Bush Touts Economic Policies in Kentucky
During Visit to Kentucky, The President Reiterates Call for Making Tax Cuts Permanent
By Jennifer Loven
The Associated Press
Thursday, February 26, 2004; 5:29 PM
LOUISVILLE, Ky. -- President Bush, armed with an aggressive new campaign speech and locals hand-picked to trumpet his economic policies, argued Thursday that America should keep him as president.
Outside his two carefully orchestrated and supporter-stocked appearances in this friendly Southern state, however, some voters had doubts.
Bruce Crater, an employee of the thriving plastic pipe factory that Bush visited to tout his tax cuts and other economic proposals, gave the president a "B-minus" grade and said he hasn't decided whether to vote for him again this year.
"We're seeing some turnaround," said Crater, a fabricator at ISCO Industries. "It's just going to take a long time to come back."

▶ [PROBLEM 1]:
In the article about Bush's visit to Kentucky, why did the president go to the plastic pipe factory where Bruce Crater works?
▶ [PROBLEM 2]:
Carry the news article about Bush's Kentucky visit forward from its last sentence.
The lines after this article come from a separate source.

▶ [EXERCISE DATA]:
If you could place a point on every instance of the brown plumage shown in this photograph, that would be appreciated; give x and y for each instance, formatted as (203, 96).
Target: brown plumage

▶ [WRITTEN RESPONSE 1]:
He went there to tout his tax cuts and other economic proposals.

▶ [WRITTEN RESPONSE 2]:
Tennessee Rep. Harold Ford, D-Tenn., blasted Bush for proposing the same economic solutions he did nearly four years ago when the country was experiencing a budget surplus instead of today's soaring deficits.
"The country needs something different from an economic standpoint," Ford said in a conference call arranged by the front-runner for the Democratic presidential nomination, Sen. John Kerry of Massachusetts.
And from ISCO Industries, Bush went to a luncheon that raised $1.2 million for his re-election campaign -- only to be greeted by about 100 protesters waving signs lettered with a single word: "Jobs."
Bush took on his detractors. Speaking before 1,000 GOP contributors who paid $2,000 each to hear him defend his record, the president said voters will have a "very clear choice" this November between his approach to governing and the Democrats'.
Democratic leadership, he said, would bring higher taxes and oppose "every idea that gives Americans more authority and more choices and more control over our own lives." Bush added that a Democratic leader would create a nation "uncertain in the face of danger," and be less than aggressive in battling global terrorism.
"Our opponents have not offered much in the way of strategies to win the war or policies to expand the economy," Bush said. "So far, all we hear is a lot of old bitterness and partisan anger."
Bush said his continued leadership offered a "positive vision for the years ahead."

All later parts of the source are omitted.